**Description of the task**.
In how many lines of the records does the string "background" appear? State only the number.

____________________

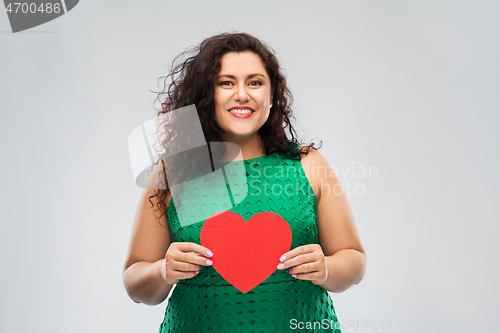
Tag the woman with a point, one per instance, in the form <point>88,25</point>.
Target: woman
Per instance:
<point>241,97</point>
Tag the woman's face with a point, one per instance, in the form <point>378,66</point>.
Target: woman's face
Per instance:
<point>242,96</point>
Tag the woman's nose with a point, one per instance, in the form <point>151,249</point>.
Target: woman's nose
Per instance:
<point>241,93</point>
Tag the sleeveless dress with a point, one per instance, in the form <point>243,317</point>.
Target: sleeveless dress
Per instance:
<point>281,303</point>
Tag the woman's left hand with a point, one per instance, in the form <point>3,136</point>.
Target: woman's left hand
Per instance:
<point>306,262</point>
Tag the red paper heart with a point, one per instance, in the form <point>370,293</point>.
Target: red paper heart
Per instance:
<point>246,253</point>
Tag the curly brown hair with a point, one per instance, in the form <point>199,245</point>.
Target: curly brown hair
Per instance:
<point>193,81</point>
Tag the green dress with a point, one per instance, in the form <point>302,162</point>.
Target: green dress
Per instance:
<point>281,303</point>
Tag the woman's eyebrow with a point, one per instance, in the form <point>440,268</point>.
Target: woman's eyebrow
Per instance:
<point>248,77</point>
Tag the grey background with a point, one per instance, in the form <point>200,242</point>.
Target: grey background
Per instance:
<point>410,87</point>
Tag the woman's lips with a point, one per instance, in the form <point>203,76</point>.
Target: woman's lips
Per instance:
<point>243,112</point>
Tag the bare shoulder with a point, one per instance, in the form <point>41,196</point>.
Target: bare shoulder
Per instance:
<point>316,169</point>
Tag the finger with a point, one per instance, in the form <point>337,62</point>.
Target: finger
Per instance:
<point>309,248</point>
<point>305,268</point>
<point>299,260</point>
<point>308,276</point>
<point>193,247</point>
<point>190,258</point>
<point>185,267</point>
<point>186,275</point>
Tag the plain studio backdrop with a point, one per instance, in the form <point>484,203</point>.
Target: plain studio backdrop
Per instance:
<point>404,95</point>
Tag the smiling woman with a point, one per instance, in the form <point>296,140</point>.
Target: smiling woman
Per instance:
<point>241,97</point>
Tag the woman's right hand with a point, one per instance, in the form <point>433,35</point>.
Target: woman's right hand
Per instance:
<point>184,260</point>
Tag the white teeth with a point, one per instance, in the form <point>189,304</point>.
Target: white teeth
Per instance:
<point>241,111</point>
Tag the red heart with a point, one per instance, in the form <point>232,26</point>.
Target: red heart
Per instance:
<point>246,253</point>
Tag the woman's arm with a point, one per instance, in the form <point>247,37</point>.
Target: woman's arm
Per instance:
<point>345,257</point>
<point>146,254</point>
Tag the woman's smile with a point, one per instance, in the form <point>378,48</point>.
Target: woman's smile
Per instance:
<point>241,111</point>
<point>242,96</point>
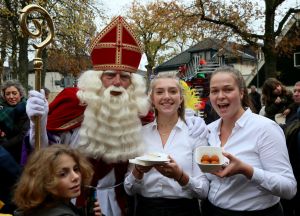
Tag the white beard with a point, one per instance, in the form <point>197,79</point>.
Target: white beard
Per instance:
<point>111,126</point>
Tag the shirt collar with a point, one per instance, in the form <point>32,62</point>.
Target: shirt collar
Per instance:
<point>240,122</point>
<point>180,124</point>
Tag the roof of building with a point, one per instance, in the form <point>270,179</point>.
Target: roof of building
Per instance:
<point>227,49</point>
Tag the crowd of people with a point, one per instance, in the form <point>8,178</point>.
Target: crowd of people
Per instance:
<point>89,133</point>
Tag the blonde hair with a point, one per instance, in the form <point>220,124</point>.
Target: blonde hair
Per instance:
<point>169,75</point>
<point>38,177</point>
<point>238,77</point>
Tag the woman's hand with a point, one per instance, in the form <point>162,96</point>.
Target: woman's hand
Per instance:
<point>139,171</point>
<point>278,100</point>
<point>286,112</point>
<point>234,167</point>
<point>97,209</point>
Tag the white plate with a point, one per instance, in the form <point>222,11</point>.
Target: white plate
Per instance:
<point>280,118</point>
<point>209,150</point>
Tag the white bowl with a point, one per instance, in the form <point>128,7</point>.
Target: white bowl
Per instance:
<point>209,150</point>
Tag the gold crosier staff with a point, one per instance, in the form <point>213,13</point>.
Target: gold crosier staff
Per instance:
<point>37,61</point>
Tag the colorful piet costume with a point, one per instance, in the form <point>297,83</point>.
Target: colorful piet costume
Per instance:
<point>105,128</point>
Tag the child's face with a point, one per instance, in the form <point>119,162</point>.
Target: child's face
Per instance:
<point>69,178</point>
<point>277,90</point>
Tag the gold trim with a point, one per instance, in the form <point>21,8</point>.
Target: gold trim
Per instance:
<point>72,122</point>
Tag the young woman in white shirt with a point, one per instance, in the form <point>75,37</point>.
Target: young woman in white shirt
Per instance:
<point>259,170</point>
<point>172,188</point>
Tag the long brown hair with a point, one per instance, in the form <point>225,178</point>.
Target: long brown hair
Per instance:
<point>38,177</point>
<point>237,76</point>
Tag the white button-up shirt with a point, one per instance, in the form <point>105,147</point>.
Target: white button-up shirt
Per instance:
<point>180,146</point>
<point>260,143</point>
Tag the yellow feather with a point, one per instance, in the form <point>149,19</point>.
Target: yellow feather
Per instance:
<point>190,97</point>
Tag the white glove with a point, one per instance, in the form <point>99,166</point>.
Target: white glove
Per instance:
<point>37,105</point>
<point>196,125</point>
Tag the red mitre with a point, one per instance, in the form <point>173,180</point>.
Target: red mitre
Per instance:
<point>65,111</point>
<point>116,48</point>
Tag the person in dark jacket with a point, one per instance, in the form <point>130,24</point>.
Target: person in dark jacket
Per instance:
<point>14,122</point>
<point>255,99</point>
<point>10,171</point>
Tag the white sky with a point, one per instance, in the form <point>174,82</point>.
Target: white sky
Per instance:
<point>116,7</point>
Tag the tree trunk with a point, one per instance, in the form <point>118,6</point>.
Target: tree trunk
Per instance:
<point>148,74</point>
<point>45,66</point>
<point>269,48</point>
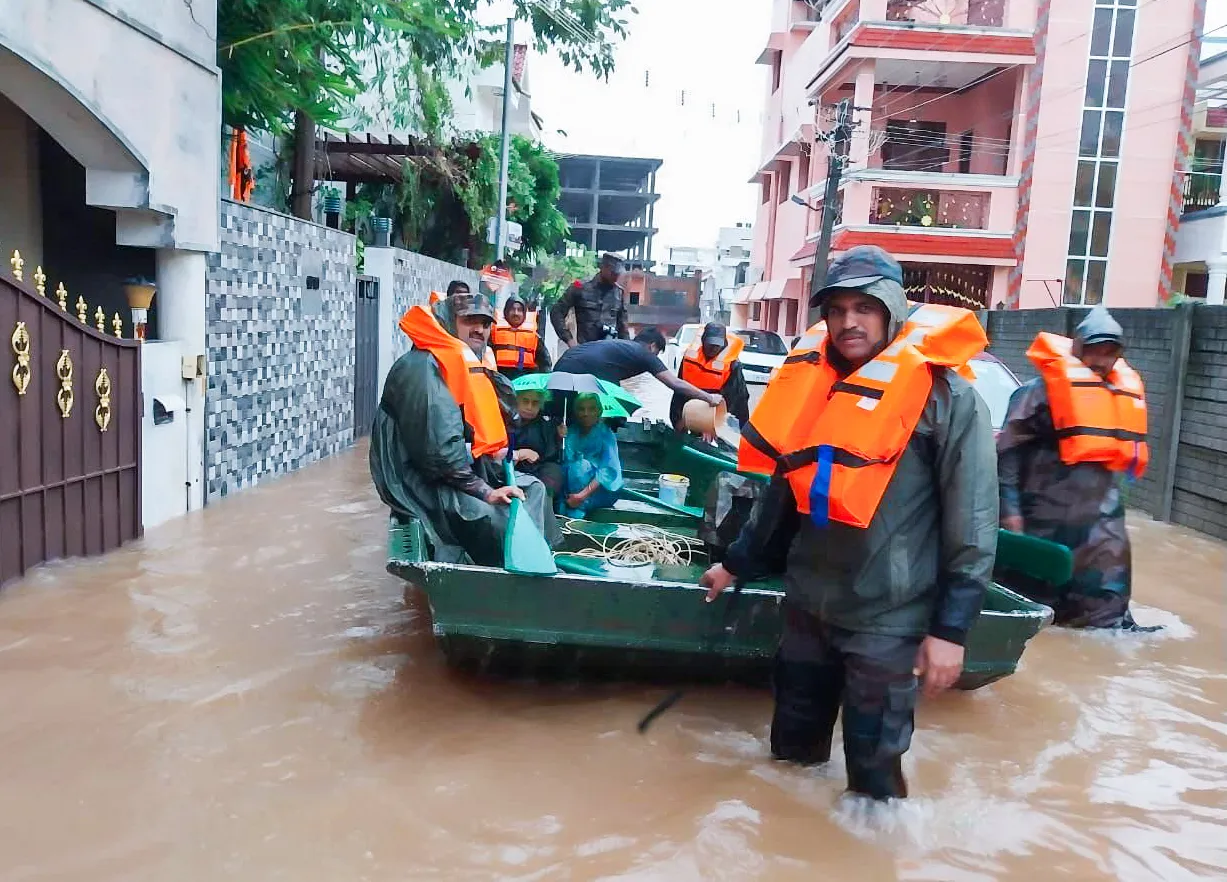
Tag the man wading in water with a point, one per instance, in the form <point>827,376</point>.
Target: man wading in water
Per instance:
<point>1069,438</point>
<point>881,513</point>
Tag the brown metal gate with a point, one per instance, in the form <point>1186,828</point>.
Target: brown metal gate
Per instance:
<point>70,428</point>
<point>366,355</point>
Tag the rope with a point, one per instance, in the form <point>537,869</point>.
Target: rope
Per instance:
<point>649,545</point>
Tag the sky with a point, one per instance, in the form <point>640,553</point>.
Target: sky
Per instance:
<point>707,49</point>
<point>704,48</point>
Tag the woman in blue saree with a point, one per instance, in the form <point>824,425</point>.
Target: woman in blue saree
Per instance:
<point>592,469</point>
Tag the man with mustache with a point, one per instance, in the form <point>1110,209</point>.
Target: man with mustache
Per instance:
<point>1069,441</point>
<point>439,437</point>
<point>881,514</point>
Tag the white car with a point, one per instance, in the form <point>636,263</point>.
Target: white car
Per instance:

____________________

**Completed task**.
2